The exercise: Extract each line from the records below that contains the string "cathedral". Case must match.

Supplied material:
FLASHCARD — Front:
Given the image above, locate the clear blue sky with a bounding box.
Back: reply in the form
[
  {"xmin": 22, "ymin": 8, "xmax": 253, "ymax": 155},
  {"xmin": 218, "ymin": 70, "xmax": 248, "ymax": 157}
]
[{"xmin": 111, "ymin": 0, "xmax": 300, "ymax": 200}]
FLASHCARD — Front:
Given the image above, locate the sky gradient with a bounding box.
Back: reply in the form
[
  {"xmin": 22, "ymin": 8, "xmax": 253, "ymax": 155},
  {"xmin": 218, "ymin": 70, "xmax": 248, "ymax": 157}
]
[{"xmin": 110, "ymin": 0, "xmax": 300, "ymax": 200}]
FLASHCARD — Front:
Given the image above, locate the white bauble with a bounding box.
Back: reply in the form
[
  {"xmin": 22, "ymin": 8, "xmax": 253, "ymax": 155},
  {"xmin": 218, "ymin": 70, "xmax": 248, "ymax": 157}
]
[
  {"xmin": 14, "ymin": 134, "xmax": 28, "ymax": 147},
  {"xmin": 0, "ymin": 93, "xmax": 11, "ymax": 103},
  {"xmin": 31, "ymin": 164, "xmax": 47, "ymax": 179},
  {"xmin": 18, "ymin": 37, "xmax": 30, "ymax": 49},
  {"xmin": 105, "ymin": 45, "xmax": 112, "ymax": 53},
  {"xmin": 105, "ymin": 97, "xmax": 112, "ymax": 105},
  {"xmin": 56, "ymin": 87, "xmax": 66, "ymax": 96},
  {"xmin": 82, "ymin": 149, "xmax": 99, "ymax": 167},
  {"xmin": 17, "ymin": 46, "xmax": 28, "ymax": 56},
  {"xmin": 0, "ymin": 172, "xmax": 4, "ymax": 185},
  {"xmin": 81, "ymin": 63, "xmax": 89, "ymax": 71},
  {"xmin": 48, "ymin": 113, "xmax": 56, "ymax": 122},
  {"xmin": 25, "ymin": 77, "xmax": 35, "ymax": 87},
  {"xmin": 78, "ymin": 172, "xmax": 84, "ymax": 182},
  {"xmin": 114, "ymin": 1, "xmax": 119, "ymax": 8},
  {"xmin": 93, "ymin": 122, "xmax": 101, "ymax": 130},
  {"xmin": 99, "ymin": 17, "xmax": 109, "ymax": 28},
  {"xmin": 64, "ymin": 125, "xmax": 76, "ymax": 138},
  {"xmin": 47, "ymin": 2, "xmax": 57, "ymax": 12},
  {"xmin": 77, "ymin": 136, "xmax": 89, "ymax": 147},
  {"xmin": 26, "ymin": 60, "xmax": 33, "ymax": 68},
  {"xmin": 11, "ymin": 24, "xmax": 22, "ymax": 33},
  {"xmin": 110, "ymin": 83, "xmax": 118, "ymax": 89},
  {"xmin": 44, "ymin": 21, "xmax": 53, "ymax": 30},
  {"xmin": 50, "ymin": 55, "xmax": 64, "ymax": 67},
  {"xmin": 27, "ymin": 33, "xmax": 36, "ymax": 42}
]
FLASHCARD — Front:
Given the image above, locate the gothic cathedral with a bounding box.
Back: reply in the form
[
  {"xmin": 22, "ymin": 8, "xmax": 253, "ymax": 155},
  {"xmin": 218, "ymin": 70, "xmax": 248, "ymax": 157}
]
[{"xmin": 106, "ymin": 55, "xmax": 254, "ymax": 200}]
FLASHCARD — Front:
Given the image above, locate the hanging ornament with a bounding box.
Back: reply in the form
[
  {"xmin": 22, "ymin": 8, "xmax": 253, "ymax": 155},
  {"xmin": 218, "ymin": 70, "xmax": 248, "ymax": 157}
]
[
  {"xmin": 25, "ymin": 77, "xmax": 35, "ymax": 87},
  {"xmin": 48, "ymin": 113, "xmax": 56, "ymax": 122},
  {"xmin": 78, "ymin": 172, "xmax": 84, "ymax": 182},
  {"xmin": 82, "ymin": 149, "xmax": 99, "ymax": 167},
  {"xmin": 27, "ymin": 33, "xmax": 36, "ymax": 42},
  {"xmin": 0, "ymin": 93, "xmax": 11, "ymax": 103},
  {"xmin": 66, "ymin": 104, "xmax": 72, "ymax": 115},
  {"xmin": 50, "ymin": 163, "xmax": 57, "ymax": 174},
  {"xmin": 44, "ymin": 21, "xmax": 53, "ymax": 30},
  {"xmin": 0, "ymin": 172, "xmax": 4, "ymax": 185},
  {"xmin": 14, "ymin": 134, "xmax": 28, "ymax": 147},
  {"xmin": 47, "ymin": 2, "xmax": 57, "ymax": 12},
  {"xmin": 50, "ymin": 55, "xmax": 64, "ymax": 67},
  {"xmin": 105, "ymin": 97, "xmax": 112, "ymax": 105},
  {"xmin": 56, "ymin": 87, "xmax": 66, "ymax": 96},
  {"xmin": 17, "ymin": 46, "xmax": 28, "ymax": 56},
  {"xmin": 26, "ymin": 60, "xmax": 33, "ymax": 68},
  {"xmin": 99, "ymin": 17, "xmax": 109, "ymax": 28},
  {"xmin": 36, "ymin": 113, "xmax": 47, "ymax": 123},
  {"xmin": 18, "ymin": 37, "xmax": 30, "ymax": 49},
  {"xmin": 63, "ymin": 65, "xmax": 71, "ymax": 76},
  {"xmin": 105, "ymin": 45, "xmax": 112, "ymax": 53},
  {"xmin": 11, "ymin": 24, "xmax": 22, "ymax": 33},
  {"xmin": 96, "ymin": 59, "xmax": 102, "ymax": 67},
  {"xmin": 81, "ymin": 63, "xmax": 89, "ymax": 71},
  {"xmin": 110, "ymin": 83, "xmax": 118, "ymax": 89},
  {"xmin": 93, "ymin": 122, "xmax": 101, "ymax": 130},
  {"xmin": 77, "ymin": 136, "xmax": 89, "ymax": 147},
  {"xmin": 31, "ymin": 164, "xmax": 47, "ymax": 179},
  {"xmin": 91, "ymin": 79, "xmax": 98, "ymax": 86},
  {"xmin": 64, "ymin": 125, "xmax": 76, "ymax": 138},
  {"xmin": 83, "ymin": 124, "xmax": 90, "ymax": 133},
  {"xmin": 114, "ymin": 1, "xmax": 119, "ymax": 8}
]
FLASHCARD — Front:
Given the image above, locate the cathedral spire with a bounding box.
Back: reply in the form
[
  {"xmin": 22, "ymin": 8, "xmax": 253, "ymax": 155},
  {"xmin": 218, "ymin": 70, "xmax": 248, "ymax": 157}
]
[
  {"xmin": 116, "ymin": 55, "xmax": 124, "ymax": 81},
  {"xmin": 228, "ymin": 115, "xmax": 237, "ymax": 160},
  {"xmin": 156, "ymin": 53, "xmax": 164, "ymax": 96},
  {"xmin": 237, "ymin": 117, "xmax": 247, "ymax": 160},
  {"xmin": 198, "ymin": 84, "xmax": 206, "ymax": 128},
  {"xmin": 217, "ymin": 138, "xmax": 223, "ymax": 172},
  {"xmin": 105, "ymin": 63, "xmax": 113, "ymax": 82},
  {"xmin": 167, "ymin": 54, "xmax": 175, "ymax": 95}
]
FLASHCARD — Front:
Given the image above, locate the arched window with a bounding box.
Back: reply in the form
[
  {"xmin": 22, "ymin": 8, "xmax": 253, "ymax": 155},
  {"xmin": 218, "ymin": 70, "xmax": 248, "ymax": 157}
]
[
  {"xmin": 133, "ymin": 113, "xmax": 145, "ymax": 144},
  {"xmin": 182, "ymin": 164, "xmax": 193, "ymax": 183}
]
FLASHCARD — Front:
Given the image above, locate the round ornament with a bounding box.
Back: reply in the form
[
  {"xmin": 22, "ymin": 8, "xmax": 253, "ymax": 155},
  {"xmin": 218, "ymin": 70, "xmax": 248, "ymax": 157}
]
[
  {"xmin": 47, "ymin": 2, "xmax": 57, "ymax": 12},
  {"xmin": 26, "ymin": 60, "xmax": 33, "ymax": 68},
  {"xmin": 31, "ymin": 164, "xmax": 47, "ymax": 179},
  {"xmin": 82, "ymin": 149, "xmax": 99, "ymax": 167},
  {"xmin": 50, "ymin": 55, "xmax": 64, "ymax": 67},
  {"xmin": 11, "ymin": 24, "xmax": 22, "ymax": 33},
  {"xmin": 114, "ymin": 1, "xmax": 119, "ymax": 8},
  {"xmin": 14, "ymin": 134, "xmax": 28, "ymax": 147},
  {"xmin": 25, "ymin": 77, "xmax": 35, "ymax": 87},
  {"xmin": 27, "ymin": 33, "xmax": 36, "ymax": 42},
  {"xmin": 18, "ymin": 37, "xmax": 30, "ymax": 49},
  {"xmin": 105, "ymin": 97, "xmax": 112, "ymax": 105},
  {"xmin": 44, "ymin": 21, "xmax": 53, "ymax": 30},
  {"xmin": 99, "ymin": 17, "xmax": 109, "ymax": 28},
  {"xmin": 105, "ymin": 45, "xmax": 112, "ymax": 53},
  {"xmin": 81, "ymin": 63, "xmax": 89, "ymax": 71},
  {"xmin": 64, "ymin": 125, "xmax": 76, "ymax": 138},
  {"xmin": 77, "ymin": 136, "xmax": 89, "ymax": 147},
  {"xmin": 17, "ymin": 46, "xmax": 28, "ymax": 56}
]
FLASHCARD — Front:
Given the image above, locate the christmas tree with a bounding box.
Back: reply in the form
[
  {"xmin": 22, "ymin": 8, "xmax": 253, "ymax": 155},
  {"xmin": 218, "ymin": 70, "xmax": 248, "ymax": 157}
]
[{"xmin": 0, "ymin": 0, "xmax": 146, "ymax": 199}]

Solution below:
Given the image above, locate the gothic cathedral with a bounding box.
Given the image above, locate the cathedral spire with a bounding box.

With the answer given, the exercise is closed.